**WHAT TO PRODUCE:** Exclude all images and print the entries below exactly.

PROVIDED MATERIAL Start Marker

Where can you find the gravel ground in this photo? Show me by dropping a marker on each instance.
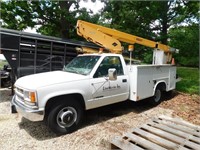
(99, 127)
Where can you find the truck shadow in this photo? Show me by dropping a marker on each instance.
(40, 131)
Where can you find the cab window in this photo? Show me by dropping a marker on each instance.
(107, 63)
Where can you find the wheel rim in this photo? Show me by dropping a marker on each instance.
(157, 96)
(66, 117)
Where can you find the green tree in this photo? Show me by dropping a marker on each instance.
(186, 38)
(149, 19)
(55, 18)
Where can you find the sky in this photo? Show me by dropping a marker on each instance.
(95, 7)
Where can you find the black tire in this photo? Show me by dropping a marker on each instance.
(65, 117)
(157, 98)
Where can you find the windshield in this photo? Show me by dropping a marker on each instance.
(82, 64)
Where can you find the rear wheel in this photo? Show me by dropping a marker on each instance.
(157, 98)
(65, 117)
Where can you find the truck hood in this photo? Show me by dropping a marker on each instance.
(33, 82)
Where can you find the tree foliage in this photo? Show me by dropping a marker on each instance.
(161, 21)
(186, 38)
(150, 19)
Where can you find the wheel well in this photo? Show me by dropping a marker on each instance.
(161, 86)
(59, 99)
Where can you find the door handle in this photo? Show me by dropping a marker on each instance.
(124, 80)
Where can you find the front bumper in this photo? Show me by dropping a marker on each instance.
(30, 114)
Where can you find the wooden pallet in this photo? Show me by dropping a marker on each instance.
(160, 133)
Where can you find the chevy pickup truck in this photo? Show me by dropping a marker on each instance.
(60, 98)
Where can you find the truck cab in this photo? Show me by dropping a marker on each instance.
(89, 81)
(61, 97)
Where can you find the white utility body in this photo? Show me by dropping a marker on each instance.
(88, 81)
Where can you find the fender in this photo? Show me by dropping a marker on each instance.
(51, 95)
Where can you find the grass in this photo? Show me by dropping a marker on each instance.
(190, 80)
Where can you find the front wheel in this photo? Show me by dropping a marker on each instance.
(65, 118)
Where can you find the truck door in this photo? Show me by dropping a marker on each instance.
(103, 90)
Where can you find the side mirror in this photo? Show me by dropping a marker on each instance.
(112, 74)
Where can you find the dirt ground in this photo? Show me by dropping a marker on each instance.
(99, 127)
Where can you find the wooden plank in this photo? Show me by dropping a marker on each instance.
(181, 122)
(178, 127)
(141, 141)
(120, 143)
(175, 131)
(182, 148)
(156, 139)
(171, 137)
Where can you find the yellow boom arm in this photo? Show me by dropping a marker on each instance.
(110, 38)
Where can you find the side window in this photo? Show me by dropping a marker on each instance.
(107, 63)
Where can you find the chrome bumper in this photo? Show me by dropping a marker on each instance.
(30, 114)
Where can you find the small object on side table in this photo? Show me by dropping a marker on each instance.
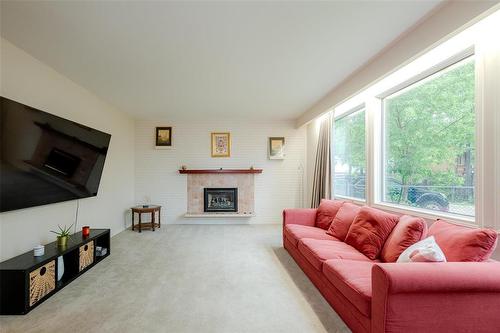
(150, 209)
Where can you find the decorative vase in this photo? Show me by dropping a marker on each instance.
(60, 267)
(62, 241)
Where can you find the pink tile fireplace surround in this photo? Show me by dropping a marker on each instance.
(197, 182)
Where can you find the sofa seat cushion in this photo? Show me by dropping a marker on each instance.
(317, 251)
(295, 232)
(353, 278)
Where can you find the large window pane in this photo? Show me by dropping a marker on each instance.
(349, 161)
(429, 139)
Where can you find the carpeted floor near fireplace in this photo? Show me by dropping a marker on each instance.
(188, 278)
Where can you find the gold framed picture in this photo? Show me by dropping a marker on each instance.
(276, 148)
(164, 136)
(221, 144)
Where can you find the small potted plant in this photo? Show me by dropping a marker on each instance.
(62, 235)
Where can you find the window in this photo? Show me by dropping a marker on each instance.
(349, 160)
(429, 142)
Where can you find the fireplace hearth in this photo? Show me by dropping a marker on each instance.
(220, 199)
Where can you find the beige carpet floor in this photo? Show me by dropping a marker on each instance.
(188, 278)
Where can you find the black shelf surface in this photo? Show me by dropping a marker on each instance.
(27, 260)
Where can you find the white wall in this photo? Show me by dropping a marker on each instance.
(447, 20)
(26, 80)
(281, 185)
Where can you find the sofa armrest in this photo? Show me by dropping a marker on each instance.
(303, 216)
(436, 297)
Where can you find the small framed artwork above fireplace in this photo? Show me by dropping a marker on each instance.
(276, 148)
(163, 137)
(221, 144)
(220, 200)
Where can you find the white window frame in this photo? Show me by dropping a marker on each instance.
(337, 116)
(379, 157)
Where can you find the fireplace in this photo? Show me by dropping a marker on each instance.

PROVIDED MATERIAL End Marker

**SOLUTION FOR THIS TASK:**
Where can you find the gravel ground in this photo? Show me by dropping a marker on each instance.
(99, 127)
Where can you find the truck shadow in this photo? Show me by dropping a marker on each instance.
(40, 131)
Where can you find the cab window in this photo? Show me by dropping a marker on each instance.
(107, 63)
Where can you find the wheel rim in this photo? Show me by dropping a marker on each instance.
(157, 96)
(66, 117)
Where can you find the green tree in this photo? Show me by dropping a marker on each instance.
(186, 38)
(149, 19)
(55, 18)
Where can you find the sky in this photo? Show me by dropping a marker on each instance.
(95, 7)
Where can you find the black tire in this photo? Show me by dropping a marker on each instance.
(65, 117)
(157, 98)
Where can you find the windshield in this photo? Show me by dropping a marker on each instance.
(82, 64)
Where can you find the rear wheel in this photo? Show me by dropping a marker on each instance.
(157, 98)
(65, 117)
Where can you find the truck hood in this photo? Show me by dropping a marker on each instance.
(33, 82)
Where can you find the tree foliage in this photo? Show me by dropping a marker on each instance.
(161, 21)
(186, 38)
(150, 19)
Where can you find the wheel well in this photo? Show me by dropping a marker on each instance.
(161, 86)
(59, 99)
Where can you find the door handle in this photo? Show me by dropping a marker on each instance.
(124, 80)
Where can you find the front bumper in this photo? Show me by dropping a marker on each instance.
(30, 114)
Where can you find the wooden pallet in this photo? Show me by dropping a marker on each instance.
(160, 133)
Where can you find the chevy pickup truck in this photo? Show me by dropping a marker on each instance.
(60, 98)
Where can you find the truck cab in this photo? Show me by dropping a marker on each instance.
(89, 81)
(61, 97)
Where can you find the white utility body in this photo? Show me by dropping a marker on each instance.
(88, 81)
Where can you find the fender in this photo? Show me by dropping a marker on each instance.
(51, 95)
Where can you find the grass in this photo? Show me by dropping a marker on each instance.
(190, 80)
Where can you find the front wheel in this photo? Show me by dropping a marker on each instance.
(65, 118)
Where can you find the truck door in this photo? Show me by dropping a marker on each instance.
(103, 90)
Where can you find the side mirror in this photo? Show me by dropping a marker on each instance.
(112, 74)
Where can you find the dirt ground in this photo? Show me by dropping a marker on each instance.
(99, 127)
Where can you find the wooden plank in this photo? Show me by dropping a marker on each instance.
(181, 122)
(178, 127)
(141, 141)
(120, 143)
(175, 131)
(182, 148)
(156, 139)
(171, 137)
Where can you find the yellow boom arm in this photo? Show me by dropping a marker on each instance.
(110, 38)
Where can you find the side window in this photo? Show me by dropping a marker on each instance.
(107, 63)
Where can you find the chrome bumper in this photo? Show me by dropping a marker on each instance.
(30, 114)
Where can you find the small object on side table in this photo? Show me by dropping a marker on each instance.
(150, 209)
Where can you find the decorative vase in this photo? Show me by dropping a marker on each instance.
(60, 267)
(62, 241)
Where can you find the pink tile fireplace surround in this photo? Show me by dropping a marker on each instance.
(197, 182)
Where can you find the sofa seat cushion in this photo? Show me by dropping a marker on each instance.
(317, 251)
(295, 232)
(353, 278)
Where can you find the large window pane in this photo? Show me by dropping a marker on each instance.
(349, 161)
(429, 139)
Where can you find the carpeted floor near fireplace in this photo? Show me by dropping a marker on each instance.
(188, 278)
Where can you find the gold framed picture in this photo? Show me by dropping a marker on each instance.
(276, 148)
(164, 136)
(221, 144)
Where can you find the small potted plant in this photo? Show me by dropping a marker on each instance.
(62, 235)
Where can you find the window in this photo? Show me by dropping a marker on each instance.
(349, 160)
(429, 142)
Where can you find the fireplace hearth in this photo? Show me by dropping a marker on each instance.
(220, 199)
Where can you find the beige carpet floor in this photo? Show me by dropping a marker on each instance.
(188, 278)
Where can you find the black shelf surface in this photo? Show me by dropping a marker on each instance.
(27, 260)
Where can you find the white wall in this photo? Show me by dropping a marker on each instance.
(447, 20)
(26, 80)
(281, 185)
Where can you find the sofa armrest in this photo? Show me by dropping a marker on each instance.
(303, 216)
(436, 297)
Where can you find the small framed artwork above fireplace in this photo? Show me by dropping a marker on each instance.
(276, 148)
(163, 137)
(221, 144)
(220, 200)
Where can you find the white window frame in this photo? Show me by dropping a marker on each instance.
(337, 116)
(379, 157)
Where can you find the fireplace in this photo? Show me by dropping a marker on each instance.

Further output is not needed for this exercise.